>> Begin
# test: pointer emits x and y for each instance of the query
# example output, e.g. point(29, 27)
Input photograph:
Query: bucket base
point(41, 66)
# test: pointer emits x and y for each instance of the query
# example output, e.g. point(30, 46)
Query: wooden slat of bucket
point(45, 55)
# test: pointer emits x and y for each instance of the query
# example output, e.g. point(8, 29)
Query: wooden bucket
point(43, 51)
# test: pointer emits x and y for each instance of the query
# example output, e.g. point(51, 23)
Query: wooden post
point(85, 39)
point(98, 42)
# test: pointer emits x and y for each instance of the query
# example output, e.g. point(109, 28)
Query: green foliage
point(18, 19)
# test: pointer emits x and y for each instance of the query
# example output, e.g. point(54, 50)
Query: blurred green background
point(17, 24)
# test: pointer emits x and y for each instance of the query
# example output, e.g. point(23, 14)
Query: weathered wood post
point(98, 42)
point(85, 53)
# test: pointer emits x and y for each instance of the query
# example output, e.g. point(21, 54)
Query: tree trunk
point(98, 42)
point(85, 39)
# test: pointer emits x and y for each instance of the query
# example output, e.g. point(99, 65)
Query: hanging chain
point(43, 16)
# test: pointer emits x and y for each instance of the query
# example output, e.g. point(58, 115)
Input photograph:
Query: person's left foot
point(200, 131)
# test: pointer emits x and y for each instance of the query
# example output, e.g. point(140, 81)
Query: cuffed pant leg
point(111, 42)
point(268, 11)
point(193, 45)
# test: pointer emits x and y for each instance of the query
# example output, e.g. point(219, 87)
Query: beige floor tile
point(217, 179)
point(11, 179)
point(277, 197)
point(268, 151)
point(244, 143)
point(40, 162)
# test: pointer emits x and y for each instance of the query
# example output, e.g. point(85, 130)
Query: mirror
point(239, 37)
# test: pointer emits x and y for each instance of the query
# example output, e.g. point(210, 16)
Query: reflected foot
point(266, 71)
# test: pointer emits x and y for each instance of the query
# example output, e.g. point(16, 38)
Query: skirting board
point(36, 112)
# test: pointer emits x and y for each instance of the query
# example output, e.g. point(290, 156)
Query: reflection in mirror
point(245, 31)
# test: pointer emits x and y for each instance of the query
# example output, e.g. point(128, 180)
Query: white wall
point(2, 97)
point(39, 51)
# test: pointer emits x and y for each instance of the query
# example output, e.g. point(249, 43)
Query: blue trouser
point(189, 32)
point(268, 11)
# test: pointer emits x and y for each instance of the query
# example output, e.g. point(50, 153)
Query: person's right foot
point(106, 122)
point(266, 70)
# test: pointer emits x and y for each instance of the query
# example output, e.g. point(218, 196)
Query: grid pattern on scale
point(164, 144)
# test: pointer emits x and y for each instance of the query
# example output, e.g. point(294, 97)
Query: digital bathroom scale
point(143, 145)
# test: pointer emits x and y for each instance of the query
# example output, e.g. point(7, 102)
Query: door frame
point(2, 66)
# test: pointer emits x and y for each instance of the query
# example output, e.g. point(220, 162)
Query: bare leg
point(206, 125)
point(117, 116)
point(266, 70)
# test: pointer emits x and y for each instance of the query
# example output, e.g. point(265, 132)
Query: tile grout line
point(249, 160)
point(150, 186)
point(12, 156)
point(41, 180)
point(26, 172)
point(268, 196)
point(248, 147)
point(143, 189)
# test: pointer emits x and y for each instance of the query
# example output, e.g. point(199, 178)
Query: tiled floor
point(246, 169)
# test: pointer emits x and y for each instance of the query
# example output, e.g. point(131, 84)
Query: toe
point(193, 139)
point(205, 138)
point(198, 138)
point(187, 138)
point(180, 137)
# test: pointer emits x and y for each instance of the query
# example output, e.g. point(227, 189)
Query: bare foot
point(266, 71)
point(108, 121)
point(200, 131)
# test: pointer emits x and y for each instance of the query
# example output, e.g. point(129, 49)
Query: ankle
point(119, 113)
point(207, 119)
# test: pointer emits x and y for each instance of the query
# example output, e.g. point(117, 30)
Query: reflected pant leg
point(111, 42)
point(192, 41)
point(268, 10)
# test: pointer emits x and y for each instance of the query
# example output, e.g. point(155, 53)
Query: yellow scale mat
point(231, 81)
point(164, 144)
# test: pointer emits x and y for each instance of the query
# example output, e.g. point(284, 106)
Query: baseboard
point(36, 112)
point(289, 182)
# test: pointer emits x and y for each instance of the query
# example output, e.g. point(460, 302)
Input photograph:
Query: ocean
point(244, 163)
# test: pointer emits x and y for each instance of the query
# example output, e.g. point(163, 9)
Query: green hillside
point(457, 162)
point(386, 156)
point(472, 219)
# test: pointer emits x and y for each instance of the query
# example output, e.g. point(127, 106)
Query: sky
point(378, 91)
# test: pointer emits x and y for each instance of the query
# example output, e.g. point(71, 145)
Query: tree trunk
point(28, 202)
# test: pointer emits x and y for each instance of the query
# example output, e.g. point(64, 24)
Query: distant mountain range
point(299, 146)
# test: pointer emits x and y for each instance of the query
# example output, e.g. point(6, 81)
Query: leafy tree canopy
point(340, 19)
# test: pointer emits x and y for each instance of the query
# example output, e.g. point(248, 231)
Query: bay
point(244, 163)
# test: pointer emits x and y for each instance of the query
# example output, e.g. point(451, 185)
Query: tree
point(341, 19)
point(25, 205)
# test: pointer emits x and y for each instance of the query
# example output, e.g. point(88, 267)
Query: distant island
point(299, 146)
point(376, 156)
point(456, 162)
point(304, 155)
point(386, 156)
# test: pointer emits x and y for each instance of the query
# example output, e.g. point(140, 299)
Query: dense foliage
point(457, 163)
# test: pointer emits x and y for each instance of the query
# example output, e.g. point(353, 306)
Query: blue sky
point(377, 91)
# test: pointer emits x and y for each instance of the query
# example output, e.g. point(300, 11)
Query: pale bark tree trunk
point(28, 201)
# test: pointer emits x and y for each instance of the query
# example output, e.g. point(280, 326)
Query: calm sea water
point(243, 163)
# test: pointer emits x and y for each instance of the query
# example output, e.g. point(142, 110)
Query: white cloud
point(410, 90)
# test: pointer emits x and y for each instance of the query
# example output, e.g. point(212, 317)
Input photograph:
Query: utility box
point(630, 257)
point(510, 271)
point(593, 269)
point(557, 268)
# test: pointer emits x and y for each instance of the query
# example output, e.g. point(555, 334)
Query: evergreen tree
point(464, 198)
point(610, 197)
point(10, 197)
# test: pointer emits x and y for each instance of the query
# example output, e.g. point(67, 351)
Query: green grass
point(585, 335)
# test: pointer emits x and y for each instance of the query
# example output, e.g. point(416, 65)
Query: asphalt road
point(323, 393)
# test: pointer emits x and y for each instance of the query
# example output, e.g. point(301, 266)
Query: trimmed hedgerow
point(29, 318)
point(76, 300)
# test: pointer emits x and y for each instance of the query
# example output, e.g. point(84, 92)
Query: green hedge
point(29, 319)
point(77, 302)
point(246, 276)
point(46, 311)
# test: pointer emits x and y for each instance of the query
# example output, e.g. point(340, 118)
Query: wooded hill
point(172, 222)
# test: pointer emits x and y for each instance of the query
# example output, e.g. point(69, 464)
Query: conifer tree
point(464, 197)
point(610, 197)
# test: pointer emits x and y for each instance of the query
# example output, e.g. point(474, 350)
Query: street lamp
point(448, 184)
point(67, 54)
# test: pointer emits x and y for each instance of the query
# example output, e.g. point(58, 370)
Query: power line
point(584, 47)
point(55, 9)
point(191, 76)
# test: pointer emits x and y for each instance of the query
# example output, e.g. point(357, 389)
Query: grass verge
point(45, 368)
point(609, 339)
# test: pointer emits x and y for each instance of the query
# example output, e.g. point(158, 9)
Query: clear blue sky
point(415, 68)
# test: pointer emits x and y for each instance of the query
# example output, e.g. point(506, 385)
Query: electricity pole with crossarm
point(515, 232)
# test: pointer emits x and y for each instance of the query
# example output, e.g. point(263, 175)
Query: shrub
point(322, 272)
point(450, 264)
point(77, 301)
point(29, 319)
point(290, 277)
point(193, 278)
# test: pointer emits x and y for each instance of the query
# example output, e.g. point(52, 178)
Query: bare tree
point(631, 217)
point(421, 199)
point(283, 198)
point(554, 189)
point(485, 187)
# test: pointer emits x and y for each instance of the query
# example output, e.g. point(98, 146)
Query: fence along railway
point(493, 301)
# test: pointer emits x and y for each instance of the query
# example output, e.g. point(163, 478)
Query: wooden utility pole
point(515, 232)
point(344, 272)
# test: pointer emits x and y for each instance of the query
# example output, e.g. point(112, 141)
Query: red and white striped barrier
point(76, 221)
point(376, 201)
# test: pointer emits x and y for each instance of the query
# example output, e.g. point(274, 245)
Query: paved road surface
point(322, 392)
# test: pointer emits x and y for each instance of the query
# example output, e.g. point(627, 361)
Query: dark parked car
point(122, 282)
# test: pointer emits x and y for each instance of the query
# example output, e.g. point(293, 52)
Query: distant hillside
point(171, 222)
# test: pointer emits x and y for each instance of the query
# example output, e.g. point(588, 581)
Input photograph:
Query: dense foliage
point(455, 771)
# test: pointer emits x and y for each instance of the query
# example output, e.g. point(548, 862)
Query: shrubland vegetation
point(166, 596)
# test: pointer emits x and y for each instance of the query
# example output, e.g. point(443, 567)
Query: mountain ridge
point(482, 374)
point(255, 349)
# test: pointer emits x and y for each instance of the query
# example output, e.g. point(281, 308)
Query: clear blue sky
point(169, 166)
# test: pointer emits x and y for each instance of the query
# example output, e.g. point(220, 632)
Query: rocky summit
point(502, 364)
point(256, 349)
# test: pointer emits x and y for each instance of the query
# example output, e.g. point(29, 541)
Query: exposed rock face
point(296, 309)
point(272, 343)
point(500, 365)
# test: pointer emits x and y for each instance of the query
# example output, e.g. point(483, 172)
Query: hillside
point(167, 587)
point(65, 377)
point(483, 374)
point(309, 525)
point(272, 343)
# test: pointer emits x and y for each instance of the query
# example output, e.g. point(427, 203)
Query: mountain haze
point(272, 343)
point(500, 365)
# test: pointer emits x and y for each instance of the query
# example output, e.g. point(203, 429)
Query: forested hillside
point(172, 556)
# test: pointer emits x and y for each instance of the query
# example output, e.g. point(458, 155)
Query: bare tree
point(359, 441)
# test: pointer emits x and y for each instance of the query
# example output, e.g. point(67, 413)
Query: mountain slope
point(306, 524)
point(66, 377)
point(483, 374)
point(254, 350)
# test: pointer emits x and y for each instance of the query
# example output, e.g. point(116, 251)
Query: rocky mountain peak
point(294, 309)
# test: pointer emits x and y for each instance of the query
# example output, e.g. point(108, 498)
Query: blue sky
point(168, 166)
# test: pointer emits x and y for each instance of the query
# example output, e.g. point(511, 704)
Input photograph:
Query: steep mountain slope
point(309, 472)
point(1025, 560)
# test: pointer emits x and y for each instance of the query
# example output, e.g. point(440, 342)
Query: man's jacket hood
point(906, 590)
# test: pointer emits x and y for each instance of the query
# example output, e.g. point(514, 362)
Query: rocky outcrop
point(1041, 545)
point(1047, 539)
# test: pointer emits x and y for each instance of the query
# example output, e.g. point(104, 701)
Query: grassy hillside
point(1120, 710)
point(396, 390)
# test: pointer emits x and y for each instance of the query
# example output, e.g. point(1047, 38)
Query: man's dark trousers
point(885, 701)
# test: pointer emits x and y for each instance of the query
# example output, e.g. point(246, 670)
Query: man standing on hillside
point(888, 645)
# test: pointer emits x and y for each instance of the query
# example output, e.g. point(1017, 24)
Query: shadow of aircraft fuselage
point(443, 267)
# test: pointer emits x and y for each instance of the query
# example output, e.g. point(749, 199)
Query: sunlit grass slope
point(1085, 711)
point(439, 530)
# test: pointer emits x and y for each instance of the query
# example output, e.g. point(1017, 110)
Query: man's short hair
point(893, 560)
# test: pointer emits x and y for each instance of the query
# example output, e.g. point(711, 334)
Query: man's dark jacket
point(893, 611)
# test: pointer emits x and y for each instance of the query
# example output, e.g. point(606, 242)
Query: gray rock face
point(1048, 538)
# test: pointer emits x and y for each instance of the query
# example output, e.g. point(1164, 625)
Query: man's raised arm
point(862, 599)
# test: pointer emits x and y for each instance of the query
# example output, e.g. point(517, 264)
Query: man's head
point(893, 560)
>> End
** Stated problem **
Shift the data from its start through the line containing "point(41, 66)", and write all of those lines out again, adding 29 to every coordinate in the answers.

** The reply **
# test: pointer emits x and y for each instance of the query
# example output, e.g. point(29, 27)
Input photograph:
Query: bucket base
point(70, 95)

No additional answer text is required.